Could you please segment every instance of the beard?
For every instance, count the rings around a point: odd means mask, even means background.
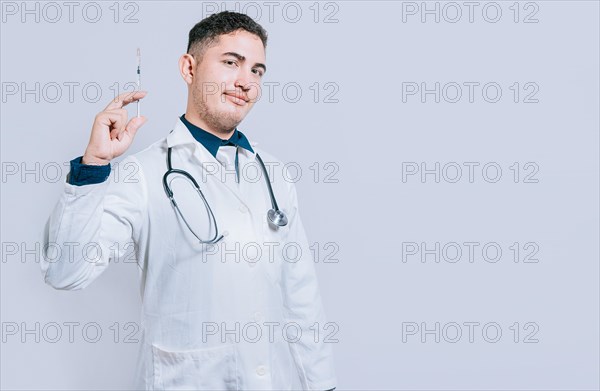
[[[227,135],[242,122],[243,118],[240,113],[225,110],[219,111],[215,107],[209,107],[207,102],[202,99],[201,91],[194,90],[193,99],[194,106],[196,106],[200,118],[217,133]],[[227,98],[221,94],[219,99]]]

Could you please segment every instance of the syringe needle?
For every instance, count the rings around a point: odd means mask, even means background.
[[[140,48],[137,49],[137,89],[138,91],[142,88],[142,72],[140,67],[142,65],[142,54]],[[137,100],[137,116],[140,117],[140,100]]]

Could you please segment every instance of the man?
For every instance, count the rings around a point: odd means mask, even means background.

-----

• **What the task requires**: Lines in the material above that contain "Could": how many are there? Reply with the number only.

• **Result**: 3